Your objective
Rewrite the data with every "Confirm" changed to "Verify" and all else unchanged.

Records provided
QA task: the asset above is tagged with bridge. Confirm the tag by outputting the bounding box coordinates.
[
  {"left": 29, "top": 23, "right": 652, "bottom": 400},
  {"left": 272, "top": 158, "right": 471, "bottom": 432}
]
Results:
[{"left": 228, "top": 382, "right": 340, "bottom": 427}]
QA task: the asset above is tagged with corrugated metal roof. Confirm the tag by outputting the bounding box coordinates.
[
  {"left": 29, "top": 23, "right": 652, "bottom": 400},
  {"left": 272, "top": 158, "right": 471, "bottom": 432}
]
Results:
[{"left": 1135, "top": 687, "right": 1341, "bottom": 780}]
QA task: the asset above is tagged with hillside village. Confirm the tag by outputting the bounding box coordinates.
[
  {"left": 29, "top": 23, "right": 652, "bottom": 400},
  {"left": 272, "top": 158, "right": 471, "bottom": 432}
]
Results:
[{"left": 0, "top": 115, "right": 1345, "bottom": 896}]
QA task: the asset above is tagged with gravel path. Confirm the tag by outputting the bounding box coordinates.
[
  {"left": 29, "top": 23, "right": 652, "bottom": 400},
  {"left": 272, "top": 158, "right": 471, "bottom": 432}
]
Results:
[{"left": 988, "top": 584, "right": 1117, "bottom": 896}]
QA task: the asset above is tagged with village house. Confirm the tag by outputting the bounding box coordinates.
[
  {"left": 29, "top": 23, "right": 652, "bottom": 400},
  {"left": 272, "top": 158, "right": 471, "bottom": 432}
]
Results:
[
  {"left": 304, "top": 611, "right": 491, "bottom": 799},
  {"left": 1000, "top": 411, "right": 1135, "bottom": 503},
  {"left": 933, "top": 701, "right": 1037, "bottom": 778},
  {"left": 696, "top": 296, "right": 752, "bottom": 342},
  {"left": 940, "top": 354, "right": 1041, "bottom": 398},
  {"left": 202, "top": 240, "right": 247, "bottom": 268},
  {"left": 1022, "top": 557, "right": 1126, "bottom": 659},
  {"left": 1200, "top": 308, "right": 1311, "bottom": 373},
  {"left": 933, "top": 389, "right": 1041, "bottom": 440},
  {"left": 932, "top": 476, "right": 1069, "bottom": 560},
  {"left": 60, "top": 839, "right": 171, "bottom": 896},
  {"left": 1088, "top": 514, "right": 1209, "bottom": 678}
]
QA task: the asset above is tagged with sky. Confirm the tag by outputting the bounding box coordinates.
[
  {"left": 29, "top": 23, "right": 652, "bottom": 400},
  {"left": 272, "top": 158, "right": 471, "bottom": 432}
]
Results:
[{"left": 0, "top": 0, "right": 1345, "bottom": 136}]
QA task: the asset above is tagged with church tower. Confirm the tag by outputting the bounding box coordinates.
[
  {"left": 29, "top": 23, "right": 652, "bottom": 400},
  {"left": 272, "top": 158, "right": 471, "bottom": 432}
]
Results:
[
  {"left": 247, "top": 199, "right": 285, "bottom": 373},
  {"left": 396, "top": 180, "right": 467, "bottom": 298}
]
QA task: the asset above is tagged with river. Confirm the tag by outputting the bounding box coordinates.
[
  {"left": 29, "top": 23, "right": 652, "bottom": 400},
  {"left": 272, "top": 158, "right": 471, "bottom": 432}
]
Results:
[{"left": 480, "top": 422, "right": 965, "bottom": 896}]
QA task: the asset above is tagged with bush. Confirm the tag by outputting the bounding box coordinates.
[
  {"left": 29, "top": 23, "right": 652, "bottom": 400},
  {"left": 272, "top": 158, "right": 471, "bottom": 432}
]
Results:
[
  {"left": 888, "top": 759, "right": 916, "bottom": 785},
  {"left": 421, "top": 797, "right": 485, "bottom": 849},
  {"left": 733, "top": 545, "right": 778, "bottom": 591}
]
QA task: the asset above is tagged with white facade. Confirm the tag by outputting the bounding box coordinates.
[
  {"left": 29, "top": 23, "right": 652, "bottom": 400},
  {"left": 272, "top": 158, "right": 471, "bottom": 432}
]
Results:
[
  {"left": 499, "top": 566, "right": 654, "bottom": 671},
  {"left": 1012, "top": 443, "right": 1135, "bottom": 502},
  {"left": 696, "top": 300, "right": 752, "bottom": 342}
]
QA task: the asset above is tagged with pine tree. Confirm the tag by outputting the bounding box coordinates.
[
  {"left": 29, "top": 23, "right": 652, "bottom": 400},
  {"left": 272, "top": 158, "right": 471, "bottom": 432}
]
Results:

Result below
QA task: the asset above is tagged with bridge. Verify the tag by outputting the bounding box coordinates.
[
  {"left": 29, "top": 23, "right": 652, "bottom": 400},
  {"left": 272, "top": 158, "right": 471, "bottom": 432}
]
Results:
[{"left": 228, "top": 382, "right": 340, "bottom": 427}]
QA task: the asset above is tagged with corrugated metal roof. Verify the tag by outputting the bounding box coordinates.
[
  {"left": 29, "top": 23, "right": 652, "bottom": 400},
  {"left": 272, "top": 158, "right": 471, "bottom": 432}
]
Results:
[{"left": 1135, "top": 687, "right": 1341, "bottom": 780}]
QA task: the asset above is tagged with hillside village. Verify the tag by outputting the bounding box coordinates.
[
  {"left": 29, "top": 23, "right": 652, "bottom": 400},
  {"left": 272, "top": 158, "right": 471, "bottom": 432}
]
Results:
[{"left": 0, "top": 115, "right": 1345, "bottom": 896}]
QA task: the asset above is tagged with gravel path. Verify the tag by outputting the bounding box coordinates.
[
  {"left": 29, "top": 23, "right": 652, "bottom": 400},
  {"left": 272, "top": 158, "right": 471, "bottom": 432}
]
Results:
[{"left": 988, "top": 584, "right": 1117, "bottom": 896}]
QA task: the asset above is tagged with village house. Verify the tag by outputting the bounding box coordinates.
[
  {"left": 29, "top": 23, "right": 652, "bottom": 400},
  {"left": 272, "top": 158, "right": 471, "bottom": 432}
]
Results:
[
  {"left": 304, "top": 611, "right": 491, "bottom": 799},
  {"left": 1000, "top": 411, "right": 1135, "bottom": 503},
  {"left": 933, "top": 701, "right": 1037, "bottom": 778},
  {"left": 696, "top": 296, "right": 752, "bottom": 342},
  {"left": 940, "top": 354, "right": 1041, "bottom": 398},
  {"left": 202, "top": 240, "right": 247, "bottom": 268},
  {"left": 1022, "top": 557, "right": 1126, "bottom": 659},
  {"left": 1200, "top": 308, "right": 1311, "bottom": 373},
  {"left": 933, "top": 389, "right": 1041, "bottom": 440},
  {"left": 932, "top": 476, "right": 1069, "bottom": 560},
  {"left": 60, "top": 839, "right": 171, "bottom": 896},
  {"left": 1088, "top": 514, "right": 1209, "bottom": 678}
]
QA task: the asset above is tagged with sky. Verify the tag by outputting the bounding box coordinates.
[
  {"left": 29, "top": 23, "right": 652, "bottom": 400},
  {"left": 272, "top": 158, "right": 471, "bottom": 432}
]
Results:
[{"left": 0, "top": 0, "right": 1345, "bottom": 136}]
QA task: the asset above is tagged with church tower. Verify the tag by outputting the bounding box coordinates.
[
  {"left": 29, "top": 23, "right": 652, "bottom": 400},
  {"left": 272, "top": 158, "right": 471, "bottom": 432}
]
Results:
[
  {"left": 247, "top": 199, "right": 285, "bottom": 373},
  {"left": 396, "top": 180, "right": 467, "bottom": 298}
]
QA task: the asset above is tagged with river. Verify the tag by outputting the bounding box coordinates.
[
  {"left": 29, "top": 23, "right": 652, "bottom": 400},
  {"left": 272, "top": 158, "right": 471, "bottom": 432}
]
Results:
[{"left": 480, "top": 422, "right": 965, "bottom": 896}]
QA task: the asset above is tagged with bush. Verify the tag by outputting the bounding box coordinates.
[
  {"left": 29, "top": 23, "right": 652, "bottom": 400},
  {"left": 272, "top": 158, "right": 471, "bottom": 432}
]
Results:
[
  {"left": 888, "top": 759, "right": 916, "bottom": 785},
  {"left": 421, "top": 797, "right": 485, "bottom": 849},
  {"left": 733, "top": 545, "right": 778, "bottom": 591}
]
QA task: the asset above is tagged with white facade. Verify the tag by outputting the bounding box coordinates.
[
  {"left": 29, "top": 23, "right": 652, "bottom": 400},
  {"left": 272, "top": 158, "right": 471, "bottom": 432}
]
Results:
[
  {"left": 499, "top": 566, "right": 654, "bottom": 671},
  {"left": 1012, "top": 443, "right": 1135, "bottom": 502},
  {"left": 696, "top": 300, "right": 752, "bottom": 342}
]
QA task: the asset above is tagged with pine tree. Verify the tag by outputting the bounding box coordinates.
[
  {"left": 29, "top": 23, "right": 652, "bottom": 400},
  {"left": 272, "top": 158, "right": 471, "bottom": 432}
]
Results:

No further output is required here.